_EXERCISE DIRECTIONS_: Duplicate every line of the data below without changing anything.

## begin DATA IN THIS EXERCISE

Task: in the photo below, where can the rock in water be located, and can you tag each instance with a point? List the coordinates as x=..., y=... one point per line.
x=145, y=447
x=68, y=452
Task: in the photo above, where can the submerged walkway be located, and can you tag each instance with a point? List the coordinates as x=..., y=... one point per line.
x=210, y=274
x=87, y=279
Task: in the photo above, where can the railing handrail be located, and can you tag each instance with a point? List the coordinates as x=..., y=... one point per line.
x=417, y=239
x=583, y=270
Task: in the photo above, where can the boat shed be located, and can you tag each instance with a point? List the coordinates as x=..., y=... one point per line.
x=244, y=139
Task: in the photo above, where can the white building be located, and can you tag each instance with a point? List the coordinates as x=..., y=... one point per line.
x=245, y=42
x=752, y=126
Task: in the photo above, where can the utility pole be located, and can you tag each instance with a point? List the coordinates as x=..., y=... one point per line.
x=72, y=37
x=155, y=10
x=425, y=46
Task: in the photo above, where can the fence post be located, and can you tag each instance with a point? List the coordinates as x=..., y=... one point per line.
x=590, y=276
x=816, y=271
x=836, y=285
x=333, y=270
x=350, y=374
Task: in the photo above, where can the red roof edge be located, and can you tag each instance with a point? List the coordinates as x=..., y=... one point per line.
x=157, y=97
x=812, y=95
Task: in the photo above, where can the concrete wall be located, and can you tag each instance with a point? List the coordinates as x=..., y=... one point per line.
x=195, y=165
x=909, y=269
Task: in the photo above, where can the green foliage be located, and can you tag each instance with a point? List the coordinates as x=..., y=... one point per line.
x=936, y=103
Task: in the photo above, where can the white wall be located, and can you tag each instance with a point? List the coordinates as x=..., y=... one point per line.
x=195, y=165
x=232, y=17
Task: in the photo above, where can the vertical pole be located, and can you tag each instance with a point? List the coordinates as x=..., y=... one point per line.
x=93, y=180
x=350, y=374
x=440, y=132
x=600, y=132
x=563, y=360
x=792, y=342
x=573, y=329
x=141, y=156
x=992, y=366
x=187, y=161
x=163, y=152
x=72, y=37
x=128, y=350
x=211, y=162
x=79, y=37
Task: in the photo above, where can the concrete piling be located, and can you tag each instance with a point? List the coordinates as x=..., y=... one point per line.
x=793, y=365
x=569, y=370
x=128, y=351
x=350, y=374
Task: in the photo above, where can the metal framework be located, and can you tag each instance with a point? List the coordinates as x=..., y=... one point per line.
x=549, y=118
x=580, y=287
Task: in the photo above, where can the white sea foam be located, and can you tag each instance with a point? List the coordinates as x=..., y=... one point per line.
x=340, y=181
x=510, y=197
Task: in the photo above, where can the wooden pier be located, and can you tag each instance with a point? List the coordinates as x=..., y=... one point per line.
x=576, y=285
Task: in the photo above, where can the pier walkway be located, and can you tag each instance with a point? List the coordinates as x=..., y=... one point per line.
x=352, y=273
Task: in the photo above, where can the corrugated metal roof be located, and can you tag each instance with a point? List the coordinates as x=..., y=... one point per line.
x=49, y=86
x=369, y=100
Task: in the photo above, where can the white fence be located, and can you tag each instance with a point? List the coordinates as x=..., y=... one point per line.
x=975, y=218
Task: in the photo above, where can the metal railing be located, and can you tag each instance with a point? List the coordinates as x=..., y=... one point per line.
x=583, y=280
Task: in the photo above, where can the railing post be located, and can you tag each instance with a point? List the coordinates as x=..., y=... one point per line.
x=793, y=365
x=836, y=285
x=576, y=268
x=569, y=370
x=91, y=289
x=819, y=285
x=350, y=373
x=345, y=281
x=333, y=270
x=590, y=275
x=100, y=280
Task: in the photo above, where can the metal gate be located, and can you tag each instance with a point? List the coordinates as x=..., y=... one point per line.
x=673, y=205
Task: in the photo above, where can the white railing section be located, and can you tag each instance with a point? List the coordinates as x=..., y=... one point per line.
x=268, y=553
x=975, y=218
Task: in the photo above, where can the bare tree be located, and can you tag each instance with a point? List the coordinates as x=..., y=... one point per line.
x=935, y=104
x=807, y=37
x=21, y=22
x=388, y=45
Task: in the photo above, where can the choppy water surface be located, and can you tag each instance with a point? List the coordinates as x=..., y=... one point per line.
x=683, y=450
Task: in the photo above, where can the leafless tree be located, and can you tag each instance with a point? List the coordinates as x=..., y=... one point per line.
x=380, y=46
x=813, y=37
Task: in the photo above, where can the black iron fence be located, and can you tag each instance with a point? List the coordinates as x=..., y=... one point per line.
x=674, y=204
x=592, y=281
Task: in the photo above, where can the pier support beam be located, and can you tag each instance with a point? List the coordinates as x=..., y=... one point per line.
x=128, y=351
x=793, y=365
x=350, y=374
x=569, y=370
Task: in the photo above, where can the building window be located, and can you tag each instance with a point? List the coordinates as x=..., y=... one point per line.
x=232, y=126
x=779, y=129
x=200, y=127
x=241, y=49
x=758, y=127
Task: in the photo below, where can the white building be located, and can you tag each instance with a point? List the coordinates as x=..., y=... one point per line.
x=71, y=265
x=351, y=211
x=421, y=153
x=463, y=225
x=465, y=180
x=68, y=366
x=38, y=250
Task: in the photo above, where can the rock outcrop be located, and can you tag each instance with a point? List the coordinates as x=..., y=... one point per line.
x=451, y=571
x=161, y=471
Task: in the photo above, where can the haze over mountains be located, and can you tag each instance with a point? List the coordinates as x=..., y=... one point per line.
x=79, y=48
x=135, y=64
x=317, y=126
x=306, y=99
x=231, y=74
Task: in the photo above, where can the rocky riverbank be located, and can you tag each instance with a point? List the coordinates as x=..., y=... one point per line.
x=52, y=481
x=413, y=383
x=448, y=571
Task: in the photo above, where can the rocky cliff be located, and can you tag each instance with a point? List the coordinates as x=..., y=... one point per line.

## end DATA IN THIS EXERCISE

_THE REPLY_:
Task: in the photo below, where can the rock in water be located, and can you tag each instance with a point? List the coordinates as x=..., y=... one point per line.
x=145, y=447
x=68, y=452
Task: in the photo above, where can the submerged walkway be located, and can you tag each instance with a point? List the coordinates as x=..., y=... one point per line.
x=210, y=274
x=87, y=279
Task: in the photo above, where can the railing handrail be located, and can you tag each instance with a point? List the coordinates as x=..., y=... one point per line.
x=417, y=239
x=583, y=270
Task: in the photo above, where can the boat shed be located, and can you tag each instance with a point? List the coordinates as x=..., y=... one point per line.
x=244, y=139
Task: in the photo above, where can the white building be located, and can you tag each instance with a point? List the coordinates as x=..., y=... one point per line.
x=245, y=42
x=752, y=126
Task: in the photo above, where can the utility pole be located, and can you tag each instance with a point? List the coordinates as x=..., y=... one point per line.
x=72, y=37
x=155, y=10
x=425, y=46
Task: in the photo above, where can the fence post be located, and can you tag each instance with a point? List the coordinates as x=..., y=... one point per line.
x=590, y=276
x=816, y=271
x=836, y=285
x=333, y=270
x=350, y=374
Task: in the photo above, where can the red roof edge be located, and can you tag each instance with a point? List the coordinates as x=..., y=... one point per line.
x=157, y=97
x=812, y=95
Task: in the photo above, where can the concrete wall be located, and can you tag each instance with a point? List the coordinates as x=..., y=... one point per line.
x=195, y=165
x=909, y=269
Task: in the photo above, where can the green foliage be located, and can you tag each instance with a point? List the coordinates as x=..., y=... one point per line.
x=936, y=103
Task: in the photo above, where can the white wall be located, and can you tag each instance with a point? List the coordinates as x=..., y=... one point per line.
x=195, y=165
x=232, y=17
Task: in the photo above, where can the vertical pole be located, and can you tag each instance with a point? List the coordinates as x=..., y=... one point per line.
x=93, y=180
x=350, y=374
x=440, y=132
x=600, y=132
x=563, y=360
x=792, y=342
x=573, y=329
x=141, y=156
x=992, y=366
x=187, y=161
x=163, y=152
x=72, y=37
x=128, y=350
x=211, y=162
x=79, y=37
Task: in the photo above, where can the concrete piling be located, and can you tag each instance with a point? List the coordinates as x=..., y=... one point per line.
x=793, y=365
x=569, y=370
x=128, y=351
x=350, y=374
Task: in the photo above, where can the metal framework be located, and can you tag each instance with a point? List the coordinates as x=..., y=... one point per line.
x=549, y=118
x=580, y=287
Task: in the photo above, where can the white sea foam be located, and can you tag each instance with a point? List the coordinates as x=..., y=... one point per line.
x=340, y=181
x=510, y=197
Task: in the photo above, where can the wooden pier be located, and can you tag each instance with a point? List the coordinates as x=..., y=... one point per line.
x=576, y=285
Task: in the photo above, where can the pier walkway be located, and can you tag each instance with a point? List the coordinates as x=..., y=... one point per line.
x=352, y=273
Task: in the photo above, where can the corrugated metal roof be located, and can you tag each instance with a point? List the coordinates as x=..., y=... one point per line.
x=49, y=86
x=369, y=100
Task: in the photo above, where can the white fence be located, and can you tag each instance with a point? List the coordinates as x=..., y=... one point per line.
x=975, y=218
Task: in the photo above, where can the metal railing be located, and can you tag each instance with a point? List the coordinates as x=..., y=... one point per line.
x=583, y=280
Task: in the photo above, where can the railing post be located, and can you tag each instance with a point? List the coordinates as x=..., y=... one point per line.
x=793, y=365
x=836, y=285
x=576, y=268
x=569, y=370
x=91, y=289
x=819, y=285
x=350, y=373
x=345, y=281
x=333, y=270
x=590, y=275
x=100, y=280
Task: in the photo above, where can the metal gate be located, and can you tag each instance with a point? List the coordinates as x=..., y=... one point per line.
x=673, y=205
Task: in the photo above, where can the white railing section be located, and can you tag each instance with a point? List the coordinates as x=..., y=... one point per line.
x=268, y=553
x=975, y=218
Task: in the photo above, where can the bare tree be located, and can you tag each instance with a point? List the coordinates as x=..., y=... one point per line.
x=935, y=104
x=807, y=37
x=21, y=22
x=388, y=45
Task: in the photo above, where can the choppy water surface be located, and can you tag each instance with a point? List the coordinates as x=..., y=... one point per line.
x=683, y=450
Task: in the photo above, where can the leafless tree be located, and can you tag each instance with a point? List the coordinates as x=..., y=... one point per line.
x=380, y=46
x=813, y=37
Task: in the photo above, where can the black iron fence be located, and can you tag each instance with a point? List the coordinates as x=..., y=... one point per line.
x=674, y=204
x=592, y=281
Task: in the photo above, where can the pier support beam be located, and can you tag each instance with a point? List the coordinates as x=..., y=... one point per line.
x=128, y=351
x=793, y=365
x=350, y=374
x=569, y=370
Task: in the photo above, where can the building window be located, and can you tag each instance with a point? List the coordinates as x=..., y=... one point per line.
x=232, y=126
x=779, y=129
x=200, y=127
x=241, y=49
x=758, y=127
Task: in the photo below, where can the white building be located, and can you tag each instance with a point? List the coordinates as x=..., y=... one point per line.
x=71, y=265
x=351, y=211
x=421, y=153
x=463, y=225
x=465, y=180
x=68, y=366
x=38, y=250
Task: in the photo above, where can the rock outcrop be located, and can you tag each instance with a point? List the coordinates as x=..., y=... one point per line.
x=451, y=571
x=161, y=471
Task: in the photo above, where can the haze over mountains be located, and can you tag each instance with a point? List the coordinates as x=..., y=... one point per line.
x=79, y=48
x=135, y=64
x=317, y=126
x=306, y=99
x=231, y=74
Task: in the photo above, where can the rocky riverbank be located, and can you tag each instance with a point? List the coordinates as x=..., y=... one point per line.
x=52, y=481
x=413, y=383
x=448, y=571
Task: in the photo above, where can the rocky cliff be located, and can you tag each instance with a point? List the coordinates as x=..., y=... one point per line.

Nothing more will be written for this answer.